## BRIEF:
List every line in the items below that contains the word "black", and treat uppercase and lowercase as different.
—————
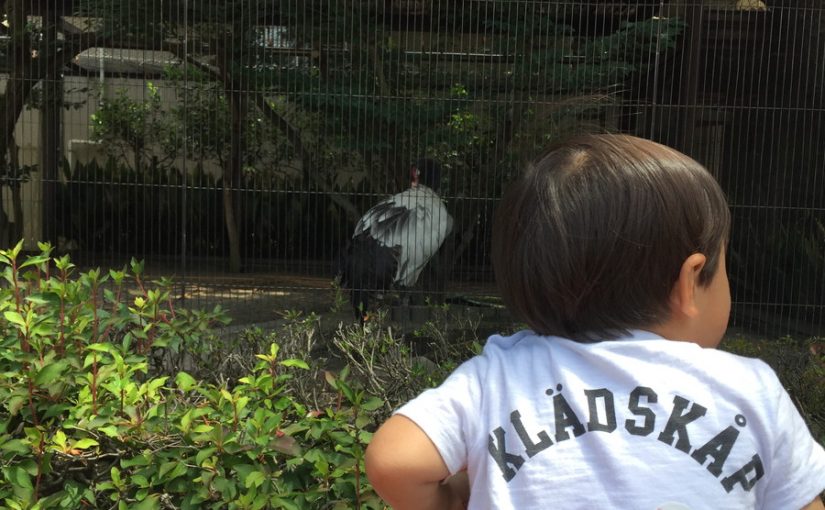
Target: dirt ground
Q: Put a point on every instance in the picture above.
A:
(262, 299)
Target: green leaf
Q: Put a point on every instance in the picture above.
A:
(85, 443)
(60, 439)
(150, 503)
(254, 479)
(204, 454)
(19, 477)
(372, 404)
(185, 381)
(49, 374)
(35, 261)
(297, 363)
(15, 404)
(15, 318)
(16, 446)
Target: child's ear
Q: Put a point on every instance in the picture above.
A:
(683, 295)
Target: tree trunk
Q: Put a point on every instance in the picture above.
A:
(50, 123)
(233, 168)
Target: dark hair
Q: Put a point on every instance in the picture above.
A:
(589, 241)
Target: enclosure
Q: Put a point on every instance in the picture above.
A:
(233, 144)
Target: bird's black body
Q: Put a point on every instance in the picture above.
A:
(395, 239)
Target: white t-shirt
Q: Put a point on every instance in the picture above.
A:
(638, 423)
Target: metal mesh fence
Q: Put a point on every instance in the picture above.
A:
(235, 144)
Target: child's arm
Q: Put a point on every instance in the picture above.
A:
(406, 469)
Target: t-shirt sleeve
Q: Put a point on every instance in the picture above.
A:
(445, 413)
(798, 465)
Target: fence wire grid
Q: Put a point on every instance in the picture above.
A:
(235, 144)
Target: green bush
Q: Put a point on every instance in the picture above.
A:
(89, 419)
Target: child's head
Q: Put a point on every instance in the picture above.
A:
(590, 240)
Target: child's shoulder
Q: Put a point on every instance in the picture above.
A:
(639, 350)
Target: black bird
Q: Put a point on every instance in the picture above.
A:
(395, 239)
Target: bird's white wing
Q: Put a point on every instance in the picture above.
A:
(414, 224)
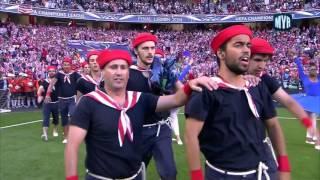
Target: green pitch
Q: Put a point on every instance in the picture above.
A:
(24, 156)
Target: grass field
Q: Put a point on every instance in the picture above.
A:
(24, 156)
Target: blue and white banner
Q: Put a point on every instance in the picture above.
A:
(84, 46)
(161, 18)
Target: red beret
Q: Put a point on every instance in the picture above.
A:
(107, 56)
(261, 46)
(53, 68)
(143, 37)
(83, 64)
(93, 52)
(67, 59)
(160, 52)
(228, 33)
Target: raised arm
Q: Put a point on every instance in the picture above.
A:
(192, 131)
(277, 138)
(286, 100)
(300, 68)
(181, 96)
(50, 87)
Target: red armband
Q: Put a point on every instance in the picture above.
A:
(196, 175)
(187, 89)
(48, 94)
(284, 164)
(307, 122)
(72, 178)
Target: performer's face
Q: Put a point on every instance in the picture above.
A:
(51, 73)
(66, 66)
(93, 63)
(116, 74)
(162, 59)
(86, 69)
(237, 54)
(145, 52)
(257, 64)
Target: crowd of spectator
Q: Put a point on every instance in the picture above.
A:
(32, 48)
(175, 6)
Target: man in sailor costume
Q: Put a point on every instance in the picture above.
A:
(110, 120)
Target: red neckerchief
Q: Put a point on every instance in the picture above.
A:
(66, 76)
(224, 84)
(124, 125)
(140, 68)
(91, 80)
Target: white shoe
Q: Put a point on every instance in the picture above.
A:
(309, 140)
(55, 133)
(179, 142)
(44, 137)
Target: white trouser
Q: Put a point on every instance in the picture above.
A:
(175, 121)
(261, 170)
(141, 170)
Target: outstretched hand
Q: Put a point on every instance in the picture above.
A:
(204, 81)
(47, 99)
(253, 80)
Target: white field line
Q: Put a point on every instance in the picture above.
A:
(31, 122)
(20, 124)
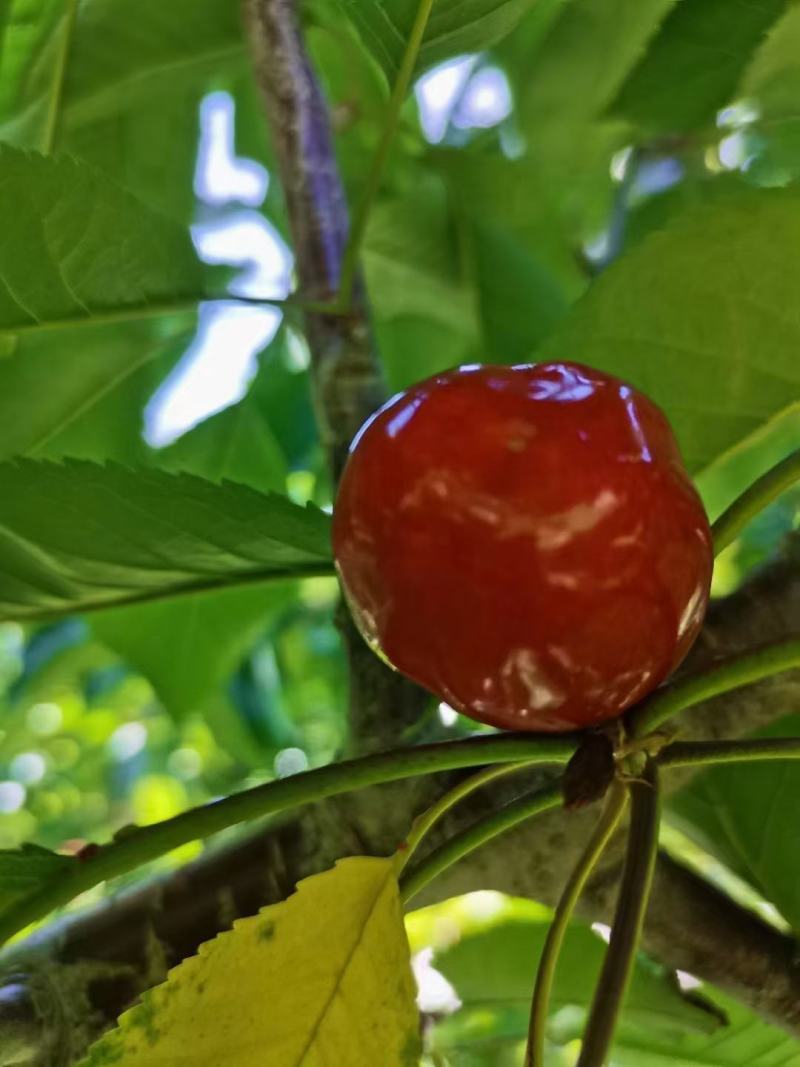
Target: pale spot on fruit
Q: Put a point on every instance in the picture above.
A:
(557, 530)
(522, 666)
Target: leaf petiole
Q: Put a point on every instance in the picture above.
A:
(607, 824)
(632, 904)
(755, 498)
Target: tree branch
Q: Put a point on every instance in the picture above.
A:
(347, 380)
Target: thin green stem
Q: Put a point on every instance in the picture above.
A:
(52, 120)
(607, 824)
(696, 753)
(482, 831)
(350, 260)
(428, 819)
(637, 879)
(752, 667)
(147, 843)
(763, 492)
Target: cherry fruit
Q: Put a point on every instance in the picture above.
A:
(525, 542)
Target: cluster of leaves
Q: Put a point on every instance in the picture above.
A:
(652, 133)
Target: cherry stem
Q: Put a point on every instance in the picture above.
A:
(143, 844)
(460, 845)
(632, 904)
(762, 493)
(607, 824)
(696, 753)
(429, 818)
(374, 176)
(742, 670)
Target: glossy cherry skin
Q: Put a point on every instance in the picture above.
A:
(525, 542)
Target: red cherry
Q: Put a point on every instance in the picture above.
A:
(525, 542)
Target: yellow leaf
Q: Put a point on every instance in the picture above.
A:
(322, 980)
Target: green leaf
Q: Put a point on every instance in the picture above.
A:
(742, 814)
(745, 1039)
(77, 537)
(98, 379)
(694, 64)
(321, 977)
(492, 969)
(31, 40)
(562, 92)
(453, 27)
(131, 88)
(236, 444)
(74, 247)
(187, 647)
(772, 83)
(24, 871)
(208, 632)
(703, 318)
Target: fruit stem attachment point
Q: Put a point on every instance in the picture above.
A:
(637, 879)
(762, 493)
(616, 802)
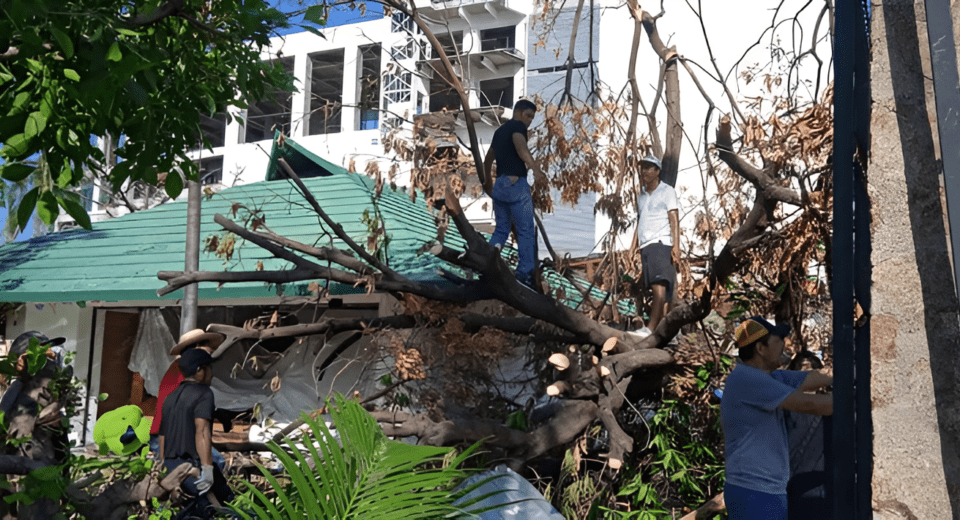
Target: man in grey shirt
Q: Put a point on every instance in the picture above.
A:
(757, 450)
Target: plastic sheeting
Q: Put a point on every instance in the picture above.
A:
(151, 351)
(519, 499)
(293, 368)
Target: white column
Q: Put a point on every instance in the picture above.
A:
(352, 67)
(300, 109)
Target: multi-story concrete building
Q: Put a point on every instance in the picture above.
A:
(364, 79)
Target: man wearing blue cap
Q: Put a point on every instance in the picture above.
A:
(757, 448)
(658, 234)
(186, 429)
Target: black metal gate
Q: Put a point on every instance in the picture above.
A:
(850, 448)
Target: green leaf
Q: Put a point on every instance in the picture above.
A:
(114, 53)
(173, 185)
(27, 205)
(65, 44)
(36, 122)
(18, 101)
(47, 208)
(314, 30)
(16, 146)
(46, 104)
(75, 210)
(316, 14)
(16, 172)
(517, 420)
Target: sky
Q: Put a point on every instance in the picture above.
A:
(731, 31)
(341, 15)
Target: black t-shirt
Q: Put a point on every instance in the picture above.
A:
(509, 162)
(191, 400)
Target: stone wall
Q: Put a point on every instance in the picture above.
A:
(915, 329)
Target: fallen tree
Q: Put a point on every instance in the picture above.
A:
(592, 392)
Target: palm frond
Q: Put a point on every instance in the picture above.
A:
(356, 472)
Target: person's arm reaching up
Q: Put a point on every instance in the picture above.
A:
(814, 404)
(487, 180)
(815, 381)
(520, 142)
—————
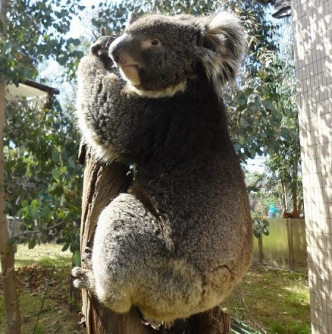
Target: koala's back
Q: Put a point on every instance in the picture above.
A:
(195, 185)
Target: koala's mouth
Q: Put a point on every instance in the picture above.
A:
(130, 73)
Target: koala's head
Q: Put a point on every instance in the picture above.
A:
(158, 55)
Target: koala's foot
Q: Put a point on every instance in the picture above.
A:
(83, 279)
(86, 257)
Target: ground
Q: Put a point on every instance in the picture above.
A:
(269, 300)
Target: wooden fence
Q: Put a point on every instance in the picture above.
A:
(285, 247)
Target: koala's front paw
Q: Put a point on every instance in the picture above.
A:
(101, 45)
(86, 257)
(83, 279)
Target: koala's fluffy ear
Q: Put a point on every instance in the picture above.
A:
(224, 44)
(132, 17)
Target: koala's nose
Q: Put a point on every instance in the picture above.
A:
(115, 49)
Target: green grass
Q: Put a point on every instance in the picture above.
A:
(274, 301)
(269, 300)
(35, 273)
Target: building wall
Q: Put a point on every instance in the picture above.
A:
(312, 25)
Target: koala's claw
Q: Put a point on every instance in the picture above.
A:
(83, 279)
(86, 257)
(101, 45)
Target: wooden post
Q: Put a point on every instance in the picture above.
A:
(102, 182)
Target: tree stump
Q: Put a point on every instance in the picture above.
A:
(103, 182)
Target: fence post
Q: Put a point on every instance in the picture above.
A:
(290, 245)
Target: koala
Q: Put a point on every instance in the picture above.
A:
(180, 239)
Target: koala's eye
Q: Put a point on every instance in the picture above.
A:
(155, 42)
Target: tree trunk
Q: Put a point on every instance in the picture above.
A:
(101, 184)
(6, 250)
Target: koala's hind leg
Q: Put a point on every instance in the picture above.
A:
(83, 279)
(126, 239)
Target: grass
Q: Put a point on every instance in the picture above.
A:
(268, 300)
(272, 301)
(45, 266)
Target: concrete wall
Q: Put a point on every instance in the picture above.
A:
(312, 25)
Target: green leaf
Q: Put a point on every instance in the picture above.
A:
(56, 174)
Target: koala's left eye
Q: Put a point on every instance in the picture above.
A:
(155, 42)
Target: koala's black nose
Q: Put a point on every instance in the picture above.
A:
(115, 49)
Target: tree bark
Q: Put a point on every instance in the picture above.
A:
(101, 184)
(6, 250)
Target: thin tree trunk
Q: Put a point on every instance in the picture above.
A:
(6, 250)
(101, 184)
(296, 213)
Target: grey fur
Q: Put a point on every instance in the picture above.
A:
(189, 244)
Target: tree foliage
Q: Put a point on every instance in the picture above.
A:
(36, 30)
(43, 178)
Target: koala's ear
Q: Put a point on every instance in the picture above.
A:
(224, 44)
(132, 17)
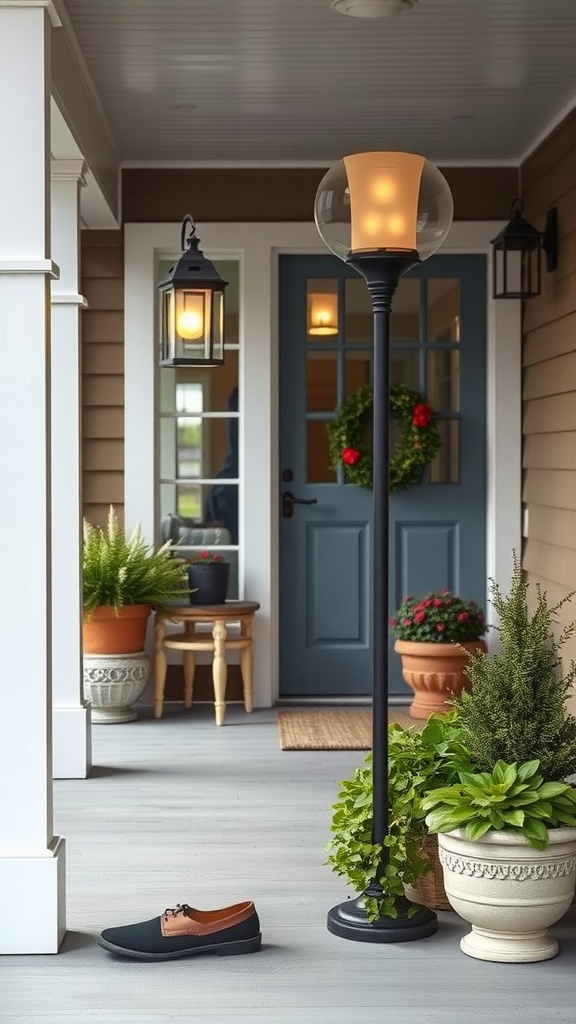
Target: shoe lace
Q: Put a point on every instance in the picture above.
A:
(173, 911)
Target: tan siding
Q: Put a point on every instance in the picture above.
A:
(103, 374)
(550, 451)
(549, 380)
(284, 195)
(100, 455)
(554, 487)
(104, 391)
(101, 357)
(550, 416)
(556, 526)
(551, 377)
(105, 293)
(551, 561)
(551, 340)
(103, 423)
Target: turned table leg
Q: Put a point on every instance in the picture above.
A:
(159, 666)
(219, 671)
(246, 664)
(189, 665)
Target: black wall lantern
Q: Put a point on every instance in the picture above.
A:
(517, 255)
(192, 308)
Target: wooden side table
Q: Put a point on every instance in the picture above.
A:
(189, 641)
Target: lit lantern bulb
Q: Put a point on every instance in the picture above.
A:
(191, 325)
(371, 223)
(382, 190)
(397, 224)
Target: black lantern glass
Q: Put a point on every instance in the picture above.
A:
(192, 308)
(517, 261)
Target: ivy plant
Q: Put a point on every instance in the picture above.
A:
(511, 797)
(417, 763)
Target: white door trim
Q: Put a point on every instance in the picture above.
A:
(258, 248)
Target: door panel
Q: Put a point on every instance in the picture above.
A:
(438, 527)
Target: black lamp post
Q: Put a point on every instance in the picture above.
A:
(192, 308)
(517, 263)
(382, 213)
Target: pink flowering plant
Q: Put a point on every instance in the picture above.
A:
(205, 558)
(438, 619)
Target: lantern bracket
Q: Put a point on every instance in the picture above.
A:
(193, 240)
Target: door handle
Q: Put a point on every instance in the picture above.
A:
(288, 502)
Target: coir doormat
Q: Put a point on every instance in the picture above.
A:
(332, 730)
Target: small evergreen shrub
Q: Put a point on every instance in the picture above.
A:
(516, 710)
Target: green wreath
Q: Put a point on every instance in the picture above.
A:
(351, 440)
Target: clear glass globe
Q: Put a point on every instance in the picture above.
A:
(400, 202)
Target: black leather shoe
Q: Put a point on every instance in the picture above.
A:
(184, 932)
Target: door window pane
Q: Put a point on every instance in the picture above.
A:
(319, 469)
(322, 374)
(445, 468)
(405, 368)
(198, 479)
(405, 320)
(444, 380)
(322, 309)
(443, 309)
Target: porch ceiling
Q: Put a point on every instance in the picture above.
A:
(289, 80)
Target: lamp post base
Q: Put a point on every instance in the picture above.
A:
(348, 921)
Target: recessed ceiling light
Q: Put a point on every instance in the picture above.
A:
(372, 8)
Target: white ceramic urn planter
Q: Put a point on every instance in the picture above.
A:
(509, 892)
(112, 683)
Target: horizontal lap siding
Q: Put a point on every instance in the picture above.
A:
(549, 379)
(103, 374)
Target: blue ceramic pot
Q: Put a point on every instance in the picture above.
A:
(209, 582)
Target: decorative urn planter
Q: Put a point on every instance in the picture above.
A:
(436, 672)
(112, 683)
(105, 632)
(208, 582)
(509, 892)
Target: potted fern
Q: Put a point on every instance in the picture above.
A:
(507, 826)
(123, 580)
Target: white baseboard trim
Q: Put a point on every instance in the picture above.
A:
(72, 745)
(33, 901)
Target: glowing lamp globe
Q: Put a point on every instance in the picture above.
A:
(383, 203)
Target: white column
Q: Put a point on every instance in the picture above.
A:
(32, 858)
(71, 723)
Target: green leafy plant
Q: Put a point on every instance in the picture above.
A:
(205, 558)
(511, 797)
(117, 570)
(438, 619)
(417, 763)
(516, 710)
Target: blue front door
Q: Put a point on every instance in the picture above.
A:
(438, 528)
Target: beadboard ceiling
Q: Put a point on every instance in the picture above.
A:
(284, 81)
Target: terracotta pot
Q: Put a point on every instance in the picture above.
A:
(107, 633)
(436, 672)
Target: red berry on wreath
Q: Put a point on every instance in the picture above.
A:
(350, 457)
—————
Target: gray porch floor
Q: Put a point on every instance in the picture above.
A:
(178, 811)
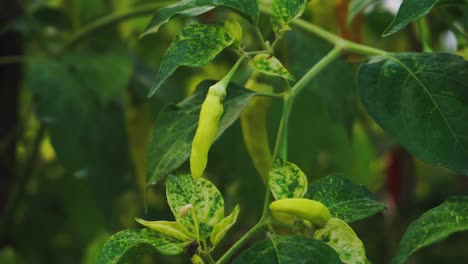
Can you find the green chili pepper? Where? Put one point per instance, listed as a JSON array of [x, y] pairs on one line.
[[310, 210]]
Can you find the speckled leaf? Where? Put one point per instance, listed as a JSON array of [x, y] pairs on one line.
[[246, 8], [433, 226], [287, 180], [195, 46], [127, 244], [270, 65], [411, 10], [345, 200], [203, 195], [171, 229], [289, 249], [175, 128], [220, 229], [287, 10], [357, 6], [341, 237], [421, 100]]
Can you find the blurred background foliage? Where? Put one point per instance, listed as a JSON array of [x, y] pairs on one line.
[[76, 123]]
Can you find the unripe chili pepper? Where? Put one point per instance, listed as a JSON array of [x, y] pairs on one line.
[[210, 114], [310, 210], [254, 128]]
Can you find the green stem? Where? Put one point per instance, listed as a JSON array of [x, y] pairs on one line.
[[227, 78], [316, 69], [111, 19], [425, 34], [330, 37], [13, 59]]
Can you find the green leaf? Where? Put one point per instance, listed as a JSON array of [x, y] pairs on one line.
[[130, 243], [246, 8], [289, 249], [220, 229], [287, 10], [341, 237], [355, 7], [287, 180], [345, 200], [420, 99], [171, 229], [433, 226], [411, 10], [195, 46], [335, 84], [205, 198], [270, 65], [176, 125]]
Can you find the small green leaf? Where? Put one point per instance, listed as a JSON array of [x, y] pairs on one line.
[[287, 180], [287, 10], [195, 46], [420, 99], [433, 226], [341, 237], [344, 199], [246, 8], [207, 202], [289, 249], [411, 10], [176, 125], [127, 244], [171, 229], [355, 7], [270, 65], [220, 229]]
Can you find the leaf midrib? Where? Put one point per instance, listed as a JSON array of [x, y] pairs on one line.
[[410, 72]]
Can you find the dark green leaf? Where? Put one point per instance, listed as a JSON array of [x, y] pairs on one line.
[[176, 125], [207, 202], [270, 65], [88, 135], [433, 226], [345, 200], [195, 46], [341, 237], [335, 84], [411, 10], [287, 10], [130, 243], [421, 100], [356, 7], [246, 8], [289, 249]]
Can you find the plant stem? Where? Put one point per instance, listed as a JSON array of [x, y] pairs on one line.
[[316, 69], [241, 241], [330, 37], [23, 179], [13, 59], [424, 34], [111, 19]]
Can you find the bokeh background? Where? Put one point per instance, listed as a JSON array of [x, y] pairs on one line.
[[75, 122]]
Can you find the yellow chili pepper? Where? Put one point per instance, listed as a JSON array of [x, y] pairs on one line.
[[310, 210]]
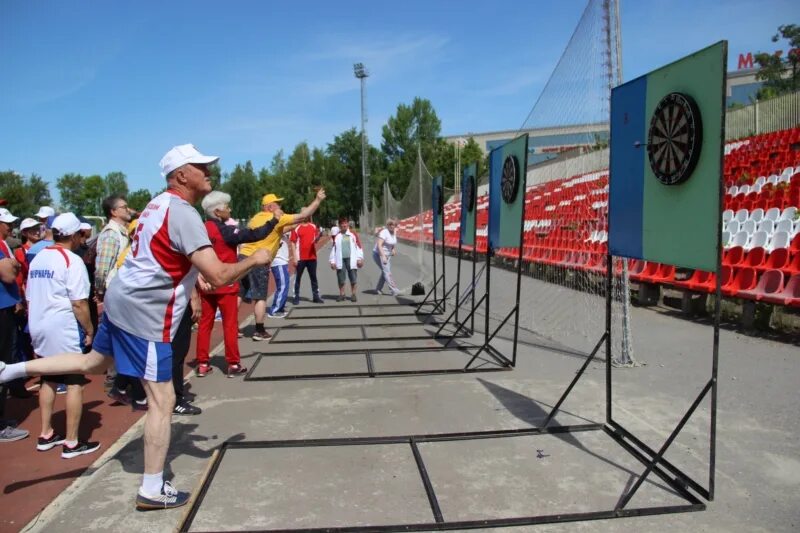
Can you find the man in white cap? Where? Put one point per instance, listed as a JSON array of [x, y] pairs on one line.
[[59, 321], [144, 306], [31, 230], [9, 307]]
—————
## ANSWER FOR THIS EXERCISE:
Target: bird's black body
Target: black bird
Target: black metal gate
Target: black t-shirt
Target: koala's black nose
Target: black wall lantern
Target: black lantern glass
Target: black lamp post
Target: black leather shoe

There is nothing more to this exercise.